Work to be completed »
Transcribe every line exactly. Leave the pictures behind.

[BEGIN Information given]

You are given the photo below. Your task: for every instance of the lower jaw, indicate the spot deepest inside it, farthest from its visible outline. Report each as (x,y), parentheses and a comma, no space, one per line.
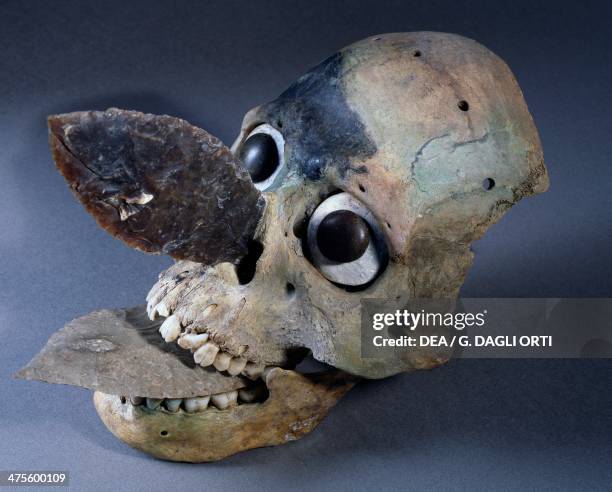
(296,404)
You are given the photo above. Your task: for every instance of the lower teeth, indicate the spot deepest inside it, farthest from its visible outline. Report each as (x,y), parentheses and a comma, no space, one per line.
(220,401)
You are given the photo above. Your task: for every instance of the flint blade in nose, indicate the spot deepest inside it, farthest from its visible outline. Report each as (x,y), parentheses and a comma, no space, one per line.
(158,183)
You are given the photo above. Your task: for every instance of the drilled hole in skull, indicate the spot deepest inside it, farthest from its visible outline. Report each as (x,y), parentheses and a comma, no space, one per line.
(290,289)
(488,184)
(463,105)
(299,227)
(245,270)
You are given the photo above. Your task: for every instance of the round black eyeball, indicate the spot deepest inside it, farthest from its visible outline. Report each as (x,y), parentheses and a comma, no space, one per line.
(343,236)
(260,156)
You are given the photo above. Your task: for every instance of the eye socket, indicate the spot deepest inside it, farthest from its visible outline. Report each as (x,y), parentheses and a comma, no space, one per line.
(262,153)
(343,236)
(346,243)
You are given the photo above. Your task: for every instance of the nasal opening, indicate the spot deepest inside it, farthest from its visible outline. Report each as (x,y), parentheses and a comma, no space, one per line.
(246,267)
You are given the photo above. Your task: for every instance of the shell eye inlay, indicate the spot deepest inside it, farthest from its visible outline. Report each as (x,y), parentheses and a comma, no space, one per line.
(343,236)
(259,155)
(344,228)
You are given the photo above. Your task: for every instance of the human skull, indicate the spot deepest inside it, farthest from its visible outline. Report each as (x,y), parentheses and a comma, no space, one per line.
(370,178)
(428,133)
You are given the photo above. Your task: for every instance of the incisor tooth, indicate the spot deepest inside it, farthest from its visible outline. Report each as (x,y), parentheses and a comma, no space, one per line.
(253,371)
(153,403)
(236,366)
(249,395)
(170,328)
(151,312)
(197,404)
(222,361)
(162,309)
(205,355)
(225,400)
(265,373)
(172,405)
(192,341)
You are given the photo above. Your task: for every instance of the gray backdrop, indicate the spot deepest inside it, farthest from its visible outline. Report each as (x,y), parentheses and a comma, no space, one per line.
(471,424)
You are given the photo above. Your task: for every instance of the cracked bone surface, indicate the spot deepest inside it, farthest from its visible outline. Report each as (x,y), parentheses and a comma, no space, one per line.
(425,136)
(295,406)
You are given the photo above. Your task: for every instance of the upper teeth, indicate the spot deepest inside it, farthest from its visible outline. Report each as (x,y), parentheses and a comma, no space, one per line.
(170,328)
(205,351)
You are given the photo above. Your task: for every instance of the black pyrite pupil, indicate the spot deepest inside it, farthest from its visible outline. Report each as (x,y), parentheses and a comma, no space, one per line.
(260,156)
(343,236)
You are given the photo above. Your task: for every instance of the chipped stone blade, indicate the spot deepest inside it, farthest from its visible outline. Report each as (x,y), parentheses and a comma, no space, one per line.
(120,352)
(158,183)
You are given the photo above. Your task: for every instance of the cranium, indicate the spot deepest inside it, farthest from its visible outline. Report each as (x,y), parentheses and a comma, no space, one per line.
(368,178)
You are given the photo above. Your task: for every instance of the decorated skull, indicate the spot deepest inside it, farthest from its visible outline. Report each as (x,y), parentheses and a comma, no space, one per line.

[END Information given]

Solution to this problem »
You are given the photo below. Your task: for every instance of the lower jaw, indicate the spot deepest inside it, farthest from its visible outline. Report each as (x,y), parentheses and a comma, no space, one per line.
(296,404)
You are given the photo above. Your task: for every instance of the lower teeth, indicate the spot deepest inside it, farthest from its visible outline. Report each as (x,y), parentheses and a comma, no space, one per line.
(220,401)
You are given the photo above. Your task: for every instance of the flint blade in nose, indicate the spot deepest inside it, farthest from its visible outline. Report each as (x,y), parentheses and a comma, no space, one per line.
(158,183)
You are given the photo above. Your task: for every instance of the drilled hole in skull, indicate the spot deepest inside it, farthest from its visible outline. Report each as (x,y), parentheses and a comma, no space, one per line.
(290,289)
(488,184)
(463,105)
(299,227)
(245,270)
You are given the photo above. Your task: for every instance of the round black eyeball, indicate the spot deepest inside it, farthest from its visible outline. Report each as (x,y), parentheses and a comma, no space, one per line.
(343,236)
(260,156)
You are given the photo above. Your task: for every instance of the eye socket, indicate the spot deepest inside it, farthest from its visible outline. Report each as (x,y), parentheses and a comma, no space, one per line.
(262,153)
(343,236)
(346,243)
You are given the photo above. Your task: for every instance of the nasal opening, indicate the spot deepest inside it, farthest from its visible outline. Report each as (x,y), parentheses and a comma, no space, one per line.
(246,267)
You are given the photo above. Your task: for every instance of the shell eye inlay, indicate the spot deepest inside it, farthest from its visible outline. Report each as (x,y), parentheses and a comma, no space, one per line.
(343,236)
(259,155)
(344,228)
You are given the photo above. Your task: for every instance of the human skull, indicate the spot deepest inside it, farthest from its visible outline. Report each as (x,y), parentheses and a comma, no space, one per line.
(370,178)
(428,133)
You are given the photo above. Your task: for every instance of the incisor tooth, indicate the spot deepest inside it, farthest from its visible outline. Report each as (x,y), parentheses and a comma, no space, one per line.
(253,371)
(153,403)
(236,366)
(249,395)
(170,328)
(151,312)
(197,404)
(222,361)
(162,309)
(205,355)
(225,400)
(265,373)
(172,405)
(192,341)
You are given the photo above. Your task: for every instance of the gray backdrop, indicate the spot deepest inside it, farthest from its visible outline. Report each as (x,y), parentheses and a comma, no space, one per line.
(471,424)
You are given the photo above. Your task: for every instance of the cracked bone surface, indicate the spot deepest inside it, farthest from its visible outline. Report each as (x,y), parentheses and a comma, no space, one per line.
(425,136)
(295,406)
You are given the photo above. Your task: for every instance of the upper teeth, indicate the spot deepest inside it, farthest from its visible outline. Report each as (x,y), parentheses and a comma, no space, one per line.
(170,328)
(205,351)
You are given the photo above. Your task: for every instance of the black pyrite pupil, indicate the spot deepest inside it, farthest from its visible outline. Report each as (x,y), parentheses and a comma, no space, one per line.
(260,156)
(343,236)
You are given the photo above. Your task: for every instance of the chipped stone blade, indicate the spot deepest inside it, farthest from its visible outline. Report each as (x,y), parentheses and a comma, no space, one per line.
(120,352)
(158,183)
You are given the photo above. Your task: for every instance of the cranium, indicate the spot deepest inside it, farthest from its visible outline. Report each as (x,y), parentheses and a comma, no space, one per line.
(368,178)
You are given the photo above. Your task: for every instance of the decorated skull, indicate the spot deepest inside it, farthest from its visible outline. Report each as (x,y), parentheses and a comma, no space, one per line.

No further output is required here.